I'm reading to you from Bloomberg News. Let me continue: “For the business world, that could ultimately be a good thing if markets become more stable and prosperity more widespread. But in the short term, building that vision will entail a fair amount of pain for some of the country's biggest companies. This week alone, authorities ordered all food delivery companies — Meituan being the largest — to ensure they pay their couriers at least the minimum wage, and help them with health care and pensions. Shares of Meituan slumped last Monday and Tuesday before staging a bit of a comeback. They likewise banned for-profit tutoring corporations because they widen the rich-poor gap.”

“What will happen,” Bloomberg asks, “to the competition between the US and China if the country not only grows faster than the US but also reduces inequality vis-a-vis the US?” That might be the most important component in determining the outcome of the competition. Think about it.

My next update has to do with something called the Right to Repair movement in the United States. This is a movement that is angry, and targets corporations. Perhaps the most important is Apple, which has such a remarkable reputation despite behaving in this kind of way. Here's what the Right to Repair movement is about.

More and more companies, particularly those that make electronic devices of one kind or another, are refusing to make available the information needed to repair the device they produce and sell. What that does is deny the buyer the right, the possibility, of repairing his or her own purchased equipment. It denies small independent repair shops any business they could get by repairing what people are buying. And, of course, it allows these huge corporations — mostly monopoly or oligopoly corporations — it allows them to charge a fortune requiring you to get it repaired where they see fit to let you do that, and charging you an arm and a leg. There was a recent story of a Tesla automobile needing repair, and the bill was $16,000. The Right to Repair movement says this is outrageous. This is simply stealing from the mass of people by using your monopoly power to force them to pay excess for what they could and should either be able to do for themselves or get a local repair person to do. 

The movement for the right to repair started in the 1990s. It got going in 2012 when the state of Massachusetts forced something which others have now copied — namely that automobile companies can't play this game. They cannot deny the information, so that you can go to a local mechanic rather than paying five times that amount at the dealer, etc., etc. Now of course it's still true that these companies sell the equipment to the local repair person, and that can of course lead to gouging at the price, but it's at least a step confronting monopolists.

-- -- --

- _Required action_
Please carry on the spoken update about China's companies and the Right to Repair movement, starting right after its last sentence.

-- -- --

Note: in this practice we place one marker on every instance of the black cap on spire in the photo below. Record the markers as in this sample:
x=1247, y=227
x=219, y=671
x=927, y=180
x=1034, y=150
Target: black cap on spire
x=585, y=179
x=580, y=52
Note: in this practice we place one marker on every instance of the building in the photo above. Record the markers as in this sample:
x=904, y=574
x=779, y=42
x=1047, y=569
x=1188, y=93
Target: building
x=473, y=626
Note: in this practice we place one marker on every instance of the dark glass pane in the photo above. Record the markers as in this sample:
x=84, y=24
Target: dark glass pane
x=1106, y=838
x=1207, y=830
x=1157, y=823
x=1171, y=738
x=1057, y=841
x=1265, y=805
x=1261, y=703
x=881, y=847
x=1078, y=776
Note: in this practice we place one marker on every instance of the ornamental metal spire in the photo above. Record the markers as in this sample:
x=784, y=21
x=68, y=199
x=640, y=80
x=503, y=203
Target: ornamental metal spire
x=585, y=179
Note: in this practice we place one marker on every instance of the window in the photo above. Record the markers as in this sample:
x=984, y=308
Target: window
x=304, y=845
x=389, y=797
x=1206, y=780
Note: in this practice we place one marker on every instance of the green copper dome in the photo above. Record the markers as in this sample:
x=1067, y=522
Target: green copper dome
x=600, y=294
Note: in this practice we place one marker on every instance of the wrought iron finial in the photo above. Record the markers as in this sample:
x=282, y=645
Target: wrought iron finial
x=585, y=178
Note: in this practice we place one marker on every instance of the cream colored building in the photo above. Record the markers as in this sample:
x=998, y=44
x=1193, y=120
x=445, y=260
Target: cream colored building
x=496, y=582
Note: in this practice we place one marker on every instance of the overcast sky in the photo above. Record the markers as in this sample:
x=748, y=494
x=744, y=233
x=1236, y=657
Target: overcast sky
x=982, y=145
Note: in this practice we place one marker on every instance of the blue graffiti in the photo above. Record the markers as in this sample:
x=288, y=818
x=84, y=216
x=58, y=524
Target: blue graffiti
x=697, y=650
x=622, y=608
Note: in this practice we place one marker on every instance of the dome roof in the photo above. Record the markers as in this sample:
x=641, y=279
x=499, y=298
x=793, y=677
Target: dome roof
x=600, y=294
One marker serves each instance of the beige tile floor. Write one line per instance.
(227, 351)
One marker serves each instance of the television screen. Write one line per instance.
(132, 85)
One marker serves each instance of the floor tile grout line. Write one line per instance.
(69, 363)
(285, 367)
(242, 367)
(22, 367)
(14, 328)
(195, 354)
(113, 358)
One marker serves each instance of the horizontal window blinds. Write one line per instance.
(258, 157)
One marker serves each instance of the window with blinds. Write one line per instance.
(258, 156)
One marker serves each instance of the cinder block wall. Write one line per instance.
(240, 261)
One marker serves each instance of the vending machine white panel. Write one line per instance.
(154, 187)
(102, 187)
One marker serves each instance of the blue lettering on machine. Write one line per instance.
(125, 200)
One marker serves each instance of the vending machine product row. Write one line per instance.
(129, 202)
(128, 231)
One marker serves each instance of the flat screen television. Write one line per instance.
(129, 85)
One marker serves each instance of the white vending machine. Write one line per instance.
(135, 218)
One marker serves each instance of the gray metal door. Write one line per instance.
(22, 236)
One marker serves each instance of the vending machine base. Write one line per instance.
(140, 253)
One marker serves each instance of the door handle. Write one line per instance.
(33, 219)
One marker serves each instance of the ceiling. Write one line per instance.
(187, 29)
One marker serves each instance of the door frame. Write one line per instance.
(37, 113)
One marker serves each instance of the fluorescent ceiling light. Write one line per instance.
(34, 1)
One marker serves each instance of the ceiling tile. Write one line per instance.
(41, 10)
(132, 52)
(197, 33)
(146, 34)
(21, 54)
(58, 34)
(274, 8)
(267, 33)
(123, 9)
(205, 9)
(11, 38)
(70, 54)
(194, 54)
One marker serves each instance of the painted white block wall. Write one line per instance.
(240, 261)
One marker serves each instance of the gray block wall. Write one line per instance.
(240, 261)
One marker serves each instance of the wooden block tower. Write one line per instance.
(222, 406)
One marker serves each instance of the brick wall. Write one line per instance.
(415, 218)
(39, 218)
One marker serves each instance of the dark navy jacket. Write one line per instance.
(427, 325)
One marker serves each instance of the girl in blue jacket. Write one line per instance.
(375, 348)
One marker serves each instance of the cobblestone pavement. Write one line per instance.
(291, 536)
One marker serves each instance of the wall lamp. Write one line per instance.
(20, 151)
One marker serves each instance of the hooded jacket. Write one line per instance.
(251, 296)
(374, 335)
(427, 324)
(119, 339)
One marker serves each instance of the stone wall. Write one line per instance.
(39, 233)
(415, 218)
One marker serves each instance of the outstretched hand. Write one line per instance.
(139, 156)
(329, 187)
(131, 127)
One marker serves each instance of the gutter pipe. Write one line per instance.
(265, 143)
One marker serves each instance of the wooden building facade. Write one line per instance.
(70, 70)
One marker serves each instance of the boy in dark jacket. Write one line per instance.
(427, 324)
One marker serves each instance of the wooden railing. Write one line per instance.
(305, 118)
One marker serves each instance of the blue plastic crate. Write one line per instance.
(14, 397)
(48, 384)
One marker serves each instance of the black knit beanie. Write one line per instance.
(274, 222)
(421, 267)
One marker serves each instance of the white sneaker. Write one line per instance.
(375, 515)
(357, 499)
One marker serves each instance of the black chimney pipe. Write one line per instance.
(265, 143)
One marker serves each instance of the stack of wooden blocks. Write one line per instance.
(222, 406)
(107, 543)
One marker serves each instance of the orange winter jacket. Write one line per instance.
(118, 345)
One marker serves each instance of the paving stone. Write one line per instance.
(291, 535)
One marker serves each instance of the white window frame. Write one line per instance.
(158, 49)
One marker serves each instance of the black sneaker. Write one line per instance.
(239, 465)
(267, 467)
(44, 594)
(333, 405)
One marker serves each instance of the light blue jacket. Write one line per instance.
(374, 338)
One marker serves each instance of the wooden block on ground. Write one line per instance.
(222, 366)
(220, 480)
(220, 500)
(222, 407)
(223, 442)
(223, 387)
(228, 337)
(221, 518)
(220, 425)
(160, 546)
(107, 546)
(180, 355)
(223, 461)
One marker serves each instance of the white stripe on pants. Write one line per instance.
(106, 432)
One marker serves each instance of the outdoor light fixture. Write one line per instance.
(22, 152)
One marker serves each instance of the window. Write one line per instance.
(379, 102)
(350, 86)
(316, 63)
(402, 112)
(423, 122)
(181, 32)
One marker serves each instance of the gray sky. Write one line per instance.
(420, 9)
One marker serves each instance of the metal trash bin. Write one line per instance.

-- -- --

- _Result of this task_
And now let me explain, so you see this clearly, what's involved here. I'm going to use several examples. Number one: Those of you that have computers and printers know that there's a bizarre moment when you go into any kind of shop that sells ink cartridges. Ink cartridges are a component of every printer. Here's what you see. If you look at the wall of such a shop, you will see literally hundreds of ink cartridges. Each printer company makes its own, those cannot be used in any other printer, and no other cartridge can be used. In this way, the printer companies can force us to pay way more than we could if this were standardized, if there were three, or four, or five basic alternatives, and all the machines could use all of them.

If you think that's weird, let me give an example where that already exists. Here it is: It's gasoline. You don't have to worry about filling up your gas tank, do you? You can go into the gas station of any company — any of the big ones, the little ones too — and fill up. It's a standardized product. It doesn't have to be. If Exxon could get together with the Chevrolet company, they could make sure that you couldn't put anything in your Chevrolet tank except Exxon gas. You'd have to go to an Exxon station, and they could charge you pretty much what they wanted because you couldn't go anywhere else. That's basically the same game.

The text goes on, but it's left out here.